GIVEN TASK – Write out the items word for word, starting at the very beginning and going on through the line that contains "Target: white sedan", that line included.
+ + + + + + +
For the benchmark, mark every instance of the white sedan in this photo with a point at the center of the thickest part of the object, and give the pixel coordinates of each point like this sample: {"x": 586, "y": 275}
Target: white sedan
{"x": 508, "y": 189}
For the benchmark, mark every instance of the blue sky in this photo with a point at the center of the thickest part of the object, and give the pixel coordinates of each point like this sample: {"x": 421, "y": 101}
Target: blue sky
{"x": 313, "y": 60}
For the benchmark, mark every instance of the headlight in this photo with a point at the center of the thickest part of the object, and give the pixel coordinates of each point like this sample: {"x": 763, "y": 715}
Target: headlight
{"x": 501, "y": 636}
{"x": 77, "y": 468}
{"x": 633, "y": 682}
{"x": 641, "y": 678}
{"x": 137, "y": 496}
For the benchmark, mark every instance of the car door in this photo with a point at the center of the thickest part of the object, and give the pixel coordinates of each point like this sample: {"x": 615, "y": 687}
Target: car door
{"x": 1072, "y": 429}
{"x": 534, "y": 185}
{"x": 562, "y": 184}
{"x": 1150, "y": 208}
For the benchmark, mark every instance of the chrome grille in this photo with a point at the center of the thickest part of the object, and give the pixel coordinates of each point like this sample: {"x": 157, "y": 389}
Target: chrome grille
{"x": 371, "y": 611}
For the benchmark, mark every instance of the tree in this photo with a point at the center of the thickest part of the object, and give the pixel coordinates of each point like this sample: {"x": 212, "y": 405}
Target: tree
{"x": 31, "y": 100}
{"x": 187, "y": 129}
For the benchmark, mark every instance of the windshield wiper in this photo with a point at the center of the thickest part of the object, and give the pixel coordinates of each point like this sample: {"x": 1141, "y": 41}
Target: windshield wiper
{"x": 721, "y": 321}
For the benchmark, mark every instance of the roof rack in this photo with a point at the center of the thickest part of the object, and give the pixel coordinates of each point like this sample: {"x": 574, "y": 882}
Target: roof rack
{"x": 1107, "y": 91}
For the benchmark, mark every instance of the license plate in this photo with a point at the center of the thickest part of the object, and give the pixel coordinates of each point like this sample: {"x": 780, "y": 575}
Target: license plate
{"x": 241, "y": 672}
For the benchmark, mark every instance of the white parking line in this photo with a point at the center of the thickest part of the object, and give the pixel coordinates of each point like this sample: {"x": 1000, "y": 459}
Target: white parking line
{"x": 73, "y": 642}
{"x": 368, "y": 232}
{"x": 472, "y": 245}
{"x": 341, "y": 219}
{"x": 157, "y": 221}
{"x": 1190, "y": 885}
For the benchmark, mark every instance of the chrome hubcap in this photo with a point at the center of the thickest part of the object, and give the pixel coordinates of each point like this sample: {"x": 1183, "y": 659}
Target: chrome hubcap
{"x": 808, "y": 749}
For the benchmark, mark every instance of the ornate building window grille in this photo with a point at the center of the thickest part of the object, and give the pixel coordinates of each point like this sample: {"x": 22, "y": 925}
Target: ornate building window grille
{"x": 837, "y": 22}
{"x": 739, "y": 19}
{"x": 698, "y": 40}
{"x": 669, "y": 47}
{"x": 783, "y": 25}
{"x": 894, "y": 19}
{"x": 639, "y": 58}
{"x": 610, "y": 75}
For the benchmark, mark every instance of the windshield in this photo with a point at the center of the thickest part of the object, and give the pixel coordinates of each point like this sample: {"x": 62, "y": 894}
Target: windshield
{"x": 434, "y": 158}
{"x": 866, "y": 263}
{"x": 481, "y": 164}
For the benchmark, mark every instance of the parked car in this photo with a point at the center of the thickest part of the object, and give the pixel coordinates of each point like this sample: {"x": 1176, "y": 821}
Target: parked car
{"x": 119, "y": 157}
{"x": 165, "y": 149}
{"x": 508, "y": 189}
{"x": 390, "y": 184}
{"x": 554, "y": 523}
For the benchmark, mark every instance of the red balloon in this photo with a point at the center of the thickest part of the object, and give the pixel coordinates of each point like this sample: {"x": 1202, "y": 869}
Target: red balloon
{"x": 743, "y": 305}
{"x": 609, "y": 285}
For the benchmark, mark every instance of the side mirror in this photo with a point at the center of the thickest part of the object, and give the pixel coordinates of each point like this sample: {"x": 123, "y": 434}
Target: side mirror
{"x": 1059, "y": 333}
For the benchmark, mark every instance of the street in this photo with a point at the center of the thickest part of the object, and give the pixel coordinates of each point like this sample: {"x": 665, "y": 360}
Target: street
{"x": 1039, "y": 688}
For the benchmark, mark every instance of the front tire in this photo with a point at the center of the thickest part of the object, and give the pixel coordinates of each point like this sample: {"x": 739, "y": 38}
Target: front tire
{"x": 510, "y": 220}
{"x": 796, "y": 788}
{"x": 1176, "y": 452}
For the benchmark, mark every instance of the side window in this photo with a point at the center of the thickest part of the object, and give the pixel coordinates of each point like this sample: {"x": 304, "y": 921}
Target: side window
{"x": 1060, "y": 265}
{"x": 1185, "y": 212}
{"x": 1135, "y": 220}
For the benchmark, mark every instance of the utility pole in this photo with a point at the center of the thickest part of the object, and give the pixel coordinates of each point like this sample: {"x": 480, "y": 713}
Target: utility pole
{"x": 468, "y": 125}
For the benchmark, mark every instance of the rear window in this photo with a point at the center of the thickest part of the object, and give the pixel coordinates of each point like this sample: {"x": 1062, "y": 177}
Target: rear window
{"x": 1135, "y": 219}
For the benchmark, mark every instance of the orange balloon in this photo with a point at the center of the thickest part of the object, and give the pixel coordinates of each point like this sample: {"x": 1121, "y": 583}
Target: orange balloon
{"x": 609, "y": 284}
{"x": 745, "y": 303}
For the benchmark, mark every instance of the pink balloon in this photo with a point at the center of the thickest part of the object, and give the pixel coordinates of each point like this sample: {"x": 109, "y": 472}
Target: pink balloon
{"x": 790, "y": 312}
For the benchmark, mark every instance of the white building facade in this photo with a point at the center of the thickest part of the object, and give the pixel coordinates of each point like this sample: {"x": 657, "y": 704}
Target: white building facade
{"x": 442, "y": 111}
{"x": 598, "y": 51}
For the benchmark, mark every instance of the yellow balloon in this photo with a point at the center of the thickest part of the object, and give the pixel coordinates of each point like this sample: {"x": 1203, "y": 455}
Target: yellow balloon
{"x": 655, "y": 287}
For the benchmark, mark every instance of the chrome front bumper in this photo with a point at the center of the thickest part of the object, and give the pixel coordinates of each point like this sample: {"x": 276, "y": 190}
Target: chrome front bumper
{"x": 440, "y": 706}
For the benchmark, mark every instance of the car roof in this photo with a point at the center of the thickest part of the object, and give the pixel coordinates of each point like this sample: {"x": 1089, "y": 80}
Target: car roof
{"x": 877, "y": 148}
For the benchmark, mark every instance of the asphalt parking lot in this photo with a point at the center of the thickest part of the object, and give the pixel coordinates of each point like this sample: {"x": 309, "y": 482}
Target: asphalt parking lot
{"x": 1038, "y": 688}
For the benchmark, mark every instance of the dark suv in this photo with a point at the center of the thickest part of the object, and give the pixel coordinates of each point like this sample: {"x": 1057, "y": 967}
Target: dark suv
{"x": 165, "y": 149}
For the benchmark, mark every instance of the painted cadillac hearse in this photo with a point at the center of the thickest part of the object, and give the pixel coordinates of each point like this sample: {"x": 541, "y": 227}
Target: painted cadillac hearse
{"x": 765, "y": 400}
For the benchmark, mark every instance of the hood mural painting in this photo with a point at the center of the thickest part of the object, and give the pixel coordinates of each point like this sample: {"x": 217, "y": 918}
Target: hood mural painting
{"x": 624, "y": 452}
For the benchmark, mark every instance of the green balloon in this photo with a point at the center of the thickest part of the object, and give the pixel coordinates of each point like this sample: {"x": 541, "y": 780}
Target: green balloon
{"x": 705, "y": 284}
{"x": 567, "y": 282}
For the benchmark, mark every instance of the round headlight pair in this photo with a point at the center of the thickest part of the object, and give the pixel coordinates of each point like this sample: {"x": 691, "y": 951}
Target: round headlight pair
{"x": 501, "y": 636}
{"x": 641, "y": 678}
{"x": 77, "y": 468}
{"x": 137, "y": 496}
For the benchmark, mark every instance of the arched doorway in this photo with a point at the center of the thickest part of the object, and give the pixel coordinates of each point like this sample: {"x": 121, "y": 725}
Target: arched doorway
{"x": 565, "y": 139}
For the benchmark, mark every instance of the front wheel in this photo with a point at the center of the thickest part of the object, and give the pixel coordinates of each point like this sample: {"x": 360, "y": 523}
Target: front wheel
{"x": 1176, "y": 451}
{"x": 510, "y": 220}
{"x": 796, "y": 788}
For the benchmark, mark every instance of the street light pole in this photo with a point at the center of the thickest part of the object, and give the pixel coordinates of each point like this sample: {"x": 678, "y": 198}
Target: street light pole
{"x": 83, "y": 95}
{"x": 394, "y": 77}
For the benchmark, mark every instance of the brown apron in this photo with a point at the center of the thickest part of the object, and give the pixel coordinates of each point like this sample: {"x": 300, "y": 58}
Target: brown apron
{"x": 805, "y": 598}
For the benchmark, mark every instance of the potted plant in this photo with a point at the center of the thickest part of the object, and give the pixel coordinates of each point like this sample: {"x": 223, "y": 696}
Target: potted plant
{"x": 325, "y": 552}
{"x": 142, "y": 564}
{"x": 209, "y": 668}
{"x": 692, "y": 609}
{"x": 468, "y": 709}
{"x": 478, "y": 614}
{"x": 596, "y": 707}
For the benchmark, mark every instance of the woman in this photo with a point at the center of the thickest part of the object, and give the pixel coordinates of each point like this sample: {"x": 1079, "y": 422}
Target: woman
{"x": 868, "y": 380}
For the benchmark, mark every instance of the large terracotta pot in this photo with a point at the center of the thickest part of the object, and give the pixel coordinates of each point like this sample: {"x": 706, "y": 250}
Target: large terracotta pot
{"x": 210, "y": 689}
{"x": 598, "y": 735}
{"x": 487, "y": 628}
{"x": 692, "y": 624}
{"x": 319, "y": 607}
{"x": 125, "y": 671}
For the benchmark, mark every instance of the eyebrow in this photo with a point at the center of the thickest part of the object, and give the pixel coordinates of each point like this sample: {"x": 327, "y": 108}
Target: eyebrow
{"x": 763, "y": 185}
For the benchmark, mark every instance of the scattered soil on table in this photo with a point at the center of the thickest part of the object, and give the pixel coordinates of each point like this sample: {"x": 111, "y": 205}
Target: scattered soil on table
+ + + + + + +
RESPONSE FOR THIS EXERCISE –
For the benchmark, mark every instance of the white sedan in this photo with a point at the center of the thickest part of the object, and give the pixel coordinates of each point like this sample: {"x": 586, "y": 275}
Target: white sedan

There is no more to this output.